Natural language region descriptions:
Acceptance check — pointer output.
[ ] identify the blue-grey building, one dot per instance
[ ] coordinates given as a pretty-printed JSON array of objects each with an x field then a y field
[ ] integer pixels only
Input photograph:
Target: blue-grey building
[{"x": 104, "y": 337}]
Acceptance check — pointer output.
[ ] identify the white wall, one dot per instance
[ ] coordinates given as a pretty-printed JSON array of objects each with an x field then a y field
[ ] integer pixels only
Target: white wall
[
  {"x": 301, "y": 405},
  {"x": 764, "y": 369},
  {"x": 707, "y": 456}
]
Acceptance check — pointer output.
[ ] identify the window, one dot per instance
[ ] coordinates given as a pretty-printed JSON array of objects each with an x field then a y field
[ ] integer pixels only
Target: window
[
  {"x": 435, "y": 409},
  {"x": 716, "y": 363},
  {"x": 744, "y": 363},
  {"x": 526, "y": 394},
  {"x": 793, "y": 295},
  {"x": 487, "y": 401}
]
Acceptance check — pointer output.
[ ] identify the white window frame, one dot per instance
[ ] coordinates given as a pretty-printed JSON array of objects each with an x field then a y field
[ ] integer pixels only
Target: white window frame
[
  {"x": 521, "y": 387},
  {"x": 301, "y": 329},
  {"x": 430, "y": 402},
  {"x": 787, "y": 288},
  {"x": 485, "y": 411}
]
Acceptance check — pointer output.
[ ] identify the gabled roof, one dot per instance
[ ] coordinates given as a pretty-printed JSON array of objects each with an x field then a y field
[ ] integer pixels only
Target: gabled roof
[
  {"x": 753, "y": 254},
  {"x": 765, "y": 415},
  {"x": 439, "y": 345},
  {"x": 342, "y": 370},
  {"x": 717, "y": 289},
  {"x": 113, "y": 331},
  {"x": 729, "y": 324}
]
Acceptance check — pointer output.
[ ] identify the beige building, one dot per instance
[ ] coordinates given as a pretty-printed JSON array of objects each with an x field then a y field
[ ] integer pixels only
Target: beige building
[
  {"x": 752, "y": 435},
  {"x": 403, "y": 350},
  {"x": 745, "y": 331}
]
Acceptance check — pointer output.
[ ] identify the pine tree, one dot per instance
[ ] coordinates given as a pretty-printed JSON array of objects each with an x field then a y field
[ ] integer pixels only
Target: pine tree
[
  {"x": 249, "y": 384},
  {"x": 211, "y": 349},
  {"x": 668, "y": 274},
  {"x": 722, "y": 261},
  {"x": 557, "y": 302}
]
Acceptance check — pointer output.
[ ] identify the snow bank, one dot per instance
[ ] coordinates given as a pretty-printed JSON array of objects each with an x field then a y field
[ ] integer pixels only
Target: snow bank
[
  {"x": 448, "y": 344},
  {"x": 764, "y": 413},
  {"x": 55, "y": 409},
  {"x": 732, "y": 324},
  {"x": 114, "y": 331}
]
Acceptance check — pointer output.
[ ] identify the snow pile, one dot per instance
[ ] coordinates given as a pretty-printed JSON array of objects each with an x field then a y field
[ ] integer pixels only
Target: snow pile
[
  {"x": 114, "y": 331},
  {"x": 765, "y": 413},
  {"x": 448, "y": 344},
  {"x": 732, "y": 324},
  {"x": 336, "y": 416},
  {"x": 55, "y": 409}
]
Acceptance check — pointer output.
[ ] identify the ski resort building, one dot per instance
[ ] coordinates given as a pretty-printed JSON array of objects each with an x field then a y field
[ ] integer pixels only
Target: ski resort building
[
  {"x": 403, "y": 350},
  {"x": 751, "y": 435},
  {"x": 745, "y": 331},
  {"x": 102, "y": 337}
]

_PROBLEM DETAILS_
Starting at the line with "[ ] identify the ski", copy each line through the end of the data, both ends included, and give nothing else.

_OUTPUT BELOW_
[ ] identify the ski resort building, one dot per instance
[ ] coordinates given as a pretty-printed JSON array of objects each with an x field then a y field
[ ] integer pixels only
Target: ski resort building
[
  {"x": 403, "y": 350},
  {"x": 751, "y": 435},
  {"x": 745, "y": 331},
  {"x": 102, "y": 337}
]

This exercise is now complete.